§ **FRAGMENTO DEL TEXTO**
-- -- --
Jesús llama a San Mateo
(Caravaggio)
En esta bella pintura del Caravaggio, que se está en la Iglesia San Luis de los franceses en Roma, se expresa la belleza del llamado de Jesús a San Mateo. El Señor entra como un rayo de luz y con su brazo extendido ilumina la vida de los pecadores aferrados a la mesa de recaudación. Algunos están tan absortos y apegados al dinero que ni advierten su presencia, otros miran con indiferencia, alguno duda si responder o no. Mateo se siente llamado en su miseria, y sabemos cómo continúa la historia, lo deja todo para seguir a Jesús. Ojalá que nosotros hoy nos sintamos llamados y respondamos con generosidad porque el Señor ha venido a sanar a los que están enfermos y a buscar a los que estaban perdidos.
(Monseñor Ariel Torrado Mosconi)
“Jesús salió y vio a un publicano llamado Leví (…) y le
dijo: “Sígueme”. Él, dejándolo todo, se levantó y lo siguió” (Lc 5, 27-32). El Evangelio relata la
vocación de San Mateo: Jesús “salió”, dice la Escritura, “vio a un publicano
llamado Leví y le dijo: Sígueme”. Inmediatamente, “dejándolo todo”, según la
misma Escritura, Leví –San Mateo-, “lo dejó todo y lo siguió”. La llamada a San
Mateo y su inmediata conversión –puesto que responde de manera instantánea a la
vocación de Jesús- recuerda a la de Simón, Andrés, Santiago y Juan (cfr. Mc 1, 14-20): también los Apóstoles “lo
dejan todo” ante el llamado de Jesús. En ambos casos, las actividades que
realizan, implican toda su vida, toda su existencia, y en ambos casos, la
respuesta al llamado de Jesús es inmediata, instantánea. Esto nos lleva a
preguntarnos qué es lo que vieron –Simón, Andrés, Santiago y Juan y, en este
caso, Leví- en Jesús, para que dejen todo lo que representa no solo el trabajo
al que se dedican, sino toda su vida anterior, que está representada en ese
trabajo. Simón, Andrés, y los demás Apóstoles, al ser llamados por Jesús, están
trabajando como pescadores; Leví, está trabajando como recaudador de impuestos,
una ocupación que lo hacía ser particularmente rechazado por el pueblo hebreo,
puesto que lo veía doblemente como un enemigo: porque trabajaba para el imperio
romano, que en ese momento los oprimía, y eso lo convertía en una especie de
traidor, y porque recaudaba sus impuestos, lo que lo convertía en una especie
de sanguijuela, que absorbía prácticamente todo el producto de sus esfuerzos.
-- -- --
§ **DATOS PROPORCIONADOS**

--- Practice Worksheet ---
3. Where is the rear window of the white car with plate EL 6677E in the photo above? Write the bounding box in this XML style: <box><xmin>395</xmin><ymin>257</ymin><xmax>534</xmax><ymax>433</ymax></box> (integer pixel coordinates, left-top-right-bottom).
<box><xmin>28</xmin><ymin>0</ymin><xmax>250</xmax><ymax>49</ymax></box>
-- -- --
§ **TU OBJETIVO**
¿Puedes transcribir literalmente el pasaje del texto sobre el llamado de San Mateo que va desde "En esta bella" hasta "que estaban perdidos.", incluidas estas últimas palabras?

§ **RESULTADO OBTENIDO**
En esta bella pintura del Caravaggio, que se está en la Iglesia San Luis de los franceses en Roma, se expresa la belleza del llamado de Jesús a San Mateo. El Señor entra como un rayo de luz y con su brazo extendido ilumina la vida de los pecadores aferrados a la mesa de recaudación. Algunos están tan absortos y apegados al dinero que ni advierten su presencia, otros miran con indiferencia, alguno duda si responder o no. Mateo se siente llamado en su miseria, y sabemos cómo continúa la historia, lo deja todo para seguir a Jesús. Ojalá que nosotros hoy nos sintamos llamados y respondamos con generosidad porque el Señor ha venido a sanar a los que están enfermos y a buscar a los que estaban perdidos.